● QUOTED PASSAGE
-------------------------
Edward A. Miller, Jr. Gullah Statesman: Robert Smalls from Slavery to Congress, 1839-1915. Columbia: University of South Carolina Press, 1994. xiv + 294 pp. $29.95 (cloth), ISBN 978-1-57003-002-4.
Reviewed by Wali Rashash Kharif (Tennessee Technological University)
Published on H-CivWar (April, 1995)
This book by Edward A. Miller, Jr., chronicles the life and times of former South Carolina slave Robert Smalls from his birth on April 5, 1839 until his death on February 23, 1915. Smalls's initial rise to fame stemmed from his successful commandeering and piloting of the Confederate ship Planter out of Charleston Harbor and turning the ship and supplies over to the Union forces in 1862. He would make the best of this event throughout his career. Following the Civil War he became involved in every aspect of Republican Party politics, and was practically the boss of Beaufort County until his death. Smalls was active in local, state and federal politics. He was elected as a delegate to the state constitutional convention which framed the Constitution of 1868, would subsequently be elected to the South Carolina General Assembly, and to five terms as a United States Representative serving the people of the state's Fifth District, later redistricted as the Seventh District. Following a successful congressional career Smalls's party loyalty earned him Republican presidents Benjamin Harrison and William McKinley's appointments as port collector in Beaufort, a position he held, respectively, 1889 to 1894 and 1898 to 1913.
Smalls, unlike some of his black political contemporaries, such as Richard H. Cain, William Whipper, and Francis Cardoza, was not formally educated, though he may have periodically hired the services of a tutor. He spoke with a strong and distinct Gullah accent which he exaggerated when speaking to the less educated, but toned down when conversing with the more affluent. Smalls was a practical man who made practical decisions. This sometimes placed him at odds with more radical black Carolinians who felt he should place commitment to members of the race first at all times. Smalls was genuinely concerned about the opportunities for freedmen, but also for poor whites. Throughout his career he promoted education reform, and was a founder of the first public school in Beaufort County. He was a supporter of public works, internal improvements, relief for individual constituents, and agricultural innovations. Smalls further championed suffrage for women and recruitment of blacks in the federal and state militias (reaching the rank of Major General of the Second Division in the South Carolina National Guard).
-------------------------
● DATA EXTRACT
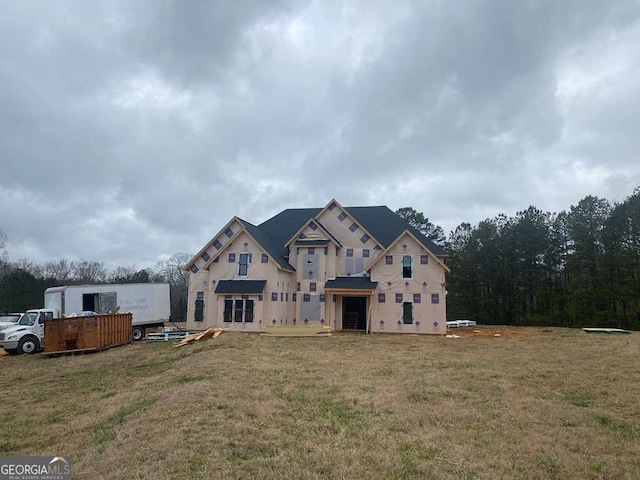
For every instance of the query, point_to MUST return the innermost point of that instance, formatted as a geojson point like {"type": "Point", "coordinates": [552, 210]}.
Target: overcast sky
{"type": "Point", "coordinates": [130, 130]}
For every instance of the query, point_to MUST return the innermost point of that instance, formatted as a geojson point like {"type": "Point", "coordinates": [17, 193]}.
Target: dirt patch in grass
{"type": "Point", "coordinates": [552, 404]}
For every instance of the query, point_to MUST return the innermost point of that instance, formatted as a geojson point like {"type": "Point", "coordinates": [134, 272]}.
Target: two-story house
{"type": "Point", "coordinates": [351, 268]}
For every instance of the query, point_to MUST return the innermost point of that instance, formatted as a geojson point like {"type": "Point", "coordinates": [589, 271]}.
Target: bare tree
{"type": "Point", "coordinates": [58, 269]}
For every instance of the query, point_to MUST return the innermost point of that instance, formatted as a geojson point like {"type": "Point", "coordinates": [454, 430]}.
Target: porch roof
{"type": "Point", "coordinates": [240, 286]}
{"type": "Point", "coordinates": [350, 283]}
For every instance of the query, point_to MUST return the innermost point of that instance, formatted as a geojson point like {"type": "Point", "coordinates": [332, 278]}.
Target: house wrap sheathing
{"type": "Point", "coordinates": [351, 268]}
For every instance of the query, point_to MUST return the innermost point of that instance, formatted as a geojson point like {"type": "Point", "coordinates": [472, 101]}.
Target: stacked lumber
{"type": "Point", "coordinates": [196, 337]}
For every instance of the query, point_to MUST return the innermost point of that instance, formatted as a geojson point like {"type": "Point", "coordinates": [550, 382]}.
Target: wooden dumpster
{"type": "Point", "coordinates": [86, 334]}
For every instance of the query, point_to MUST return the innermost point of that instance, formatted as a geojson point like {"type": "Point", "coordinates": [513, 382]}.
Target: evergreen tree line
{"type": "Point", "coordinates": [574, 268]}
{"type": "Point", "coordinates": [22, 283]}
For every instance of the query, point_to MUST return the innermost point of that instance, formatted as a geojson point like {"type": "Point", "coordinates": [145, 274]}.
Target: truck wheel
{"type": "Point", "coordinates": [137, 333]}
{"type": "Point", "coordinates": [28, 345]}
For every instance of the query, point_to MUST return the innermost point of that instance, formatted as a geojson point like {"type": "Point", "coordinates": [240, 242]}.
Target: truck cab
{"type": "Point", "coordinates": [27, 335]}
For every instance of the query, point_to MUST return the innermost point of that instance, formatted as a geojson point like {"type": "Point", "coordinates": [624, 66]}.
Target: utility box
{"type": "Point", "coordinates": [86, 334]}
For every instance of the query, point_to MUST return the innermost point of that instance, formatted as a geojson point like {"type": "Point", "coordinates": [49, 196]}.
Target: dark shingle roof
{"type": "Point", "coordinates": [240, 286]}
{"type": "Point", "coordinates": [351, 283]}
{"type": "Point", "coordinates": [386, 226]}
{"type": "Point", "coordinates": [379, 221]}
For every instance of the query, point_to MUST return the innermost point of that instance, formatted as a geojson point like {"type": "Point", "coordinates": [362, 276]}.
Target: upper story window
{"type": "Point", "coordinates": [407, 266]}
{"type": "Point", "coordinates": [243, 264]}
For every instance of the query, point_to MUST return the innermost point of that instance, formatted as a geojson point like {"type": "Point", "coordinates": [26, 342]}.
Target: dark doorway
{"type": "Point", "coordinates": [354, 313]}
{"type": "Point", "coordinates": [89, 302]}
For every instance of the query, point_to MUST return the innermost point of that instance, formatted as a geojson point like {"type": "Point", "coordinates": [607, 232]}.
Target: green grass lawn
{"type": "Point", "coordinates": [556, 404]}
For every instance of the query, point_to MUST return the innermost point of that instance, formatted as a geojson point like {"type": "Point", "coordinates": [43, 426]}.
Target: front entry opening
{"type": "Point", "coordinates": [354, 313]}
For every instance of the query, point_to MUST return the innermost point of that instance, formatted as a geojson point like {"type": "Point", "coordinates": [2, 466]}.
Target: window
{"type": "Point", "coordinates": [198, 315]}
{"type": "Point", "coordinates": [243, 265]}
{"type": "Point", "coordinates": [406, 266]}
{"type": "Point", "coordinates": [238, 310]}
{"type": "Point", "coordinates": [407, 313]}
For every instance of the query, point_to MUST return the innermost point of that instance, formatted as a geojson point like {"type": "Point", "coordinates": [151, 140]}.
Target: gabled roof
{"type": "Point", "coordinates": [383, 225]}
{"type": "Point", "coordinates": [386, 226]}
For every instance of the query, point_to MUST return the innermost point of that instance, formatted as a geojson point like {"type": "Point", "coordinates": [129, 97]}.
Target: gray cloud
{"type": "Point", "coordinates": [133, 130]}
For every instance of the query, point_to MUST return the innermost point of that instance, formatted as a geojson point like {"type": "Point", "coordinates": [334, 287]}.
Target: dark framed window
{"type": "Point", "coordinates": [238, 310]}
{"type": "Point", "coordinates": [198, 315]}
{"type": "Point", "coordinates": [243, 264]}
{"type": "Point", "coordinates": [407, 266]}
{"type": "Point", "coordinates": [407, 313]}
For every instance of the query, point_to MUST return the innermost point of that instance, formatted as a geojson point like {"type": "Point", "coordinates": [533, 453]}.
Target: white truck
{"type": "Point", "coordinates": [148, 303]}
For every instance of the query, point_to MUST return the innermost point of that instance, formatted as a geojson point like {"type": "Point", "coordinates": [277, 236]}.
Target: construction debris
{"type": "Point", "coordinates": [209, 333]}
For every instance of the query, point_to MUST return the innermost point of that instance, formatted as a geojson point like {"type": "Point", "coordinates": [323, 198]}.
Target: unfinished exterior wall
{"type": "Point", "coordinates": [424, 290]}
-------------------------
● ACTIONS TO TAKE
a. Reproduce the passage of the book review that opens with the words containing "Edward A. Miller, Jr. Gullah" and closes with "(Tennessee Technological University)".
b. Write the next part of the review of the Robert Smalls biography, beginning after its final sentence.

● RESPONSES TO THE EXERCISE
a.
Edward A. Miller, Jr. Gullah Statesman: Robert Smalls from Slavery to Congress, 1839-1915. Columbia: University of South Carolina Press, 1994. xiv + 294 pp. $29.95 (cloth), ISBN 978-1-57003-002-4.
Reviewed by Wali Rashash Kharif (Tennessee Technological University)

b.
Gullah Statesman provides cursory examination of Smalls parentage and family life. While there are disputes regarding who his father was, "there is no doubt that he was white". (p. 7) Though limited, the reader is introduced to Smalls's childhood environment, his first marriage to Hannah Jones, and after her death a second marriage to Annie Elizabeth Wigg. His first marriage produced three children: Elizabeth Lydia, Robert Jr., and Sarah Voorhees. A son, William Wigg Small, was the sole offspring of the second marriage. In his later life, Smalls suffered from a variety of ailments, including phlebitis, diabetes, "recurring" malaria, and rheumatism.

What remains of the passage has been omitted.